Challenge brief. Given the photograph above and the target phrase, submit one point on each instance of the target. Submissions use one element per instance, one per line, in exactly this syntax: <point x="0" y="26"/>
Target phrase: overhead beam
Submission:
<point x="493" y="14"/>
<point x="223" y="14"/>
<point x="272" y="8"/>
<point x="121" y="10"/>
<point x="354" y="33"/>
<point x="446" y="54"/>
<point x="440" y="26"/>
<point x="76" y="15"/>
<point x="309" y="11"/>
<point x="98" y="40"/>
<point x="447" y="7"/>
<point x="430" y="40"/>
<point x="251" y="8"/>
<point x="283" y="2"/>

[Task goal] Repeat the listing above in full.

[Written response]
Challenge brief. Given the photograph above and the target phrase, submit one point on each instance of the target. Submissions use one element per instance, one per line, in exactly this syntax: <point x="0" y="26"/>
Target phrase: overhead beam
Submission:
<point x="493" y="14"/>
<point x="223" y="14"/>
<point x="272" y="8"/>
<point x="121" y="10"/>
<point x="354" y="33"/>
<point x="446" y="54"/>
<point x="440" y="26"/>
<point x="76" y="15"/>
<point x="309" y="11"/>
<point x="98" y="40"/>
<point x="447" y="7"/>
<point x="430" y="40"/>
<point x="251" y="8"/>
<point x="283" y="2"/>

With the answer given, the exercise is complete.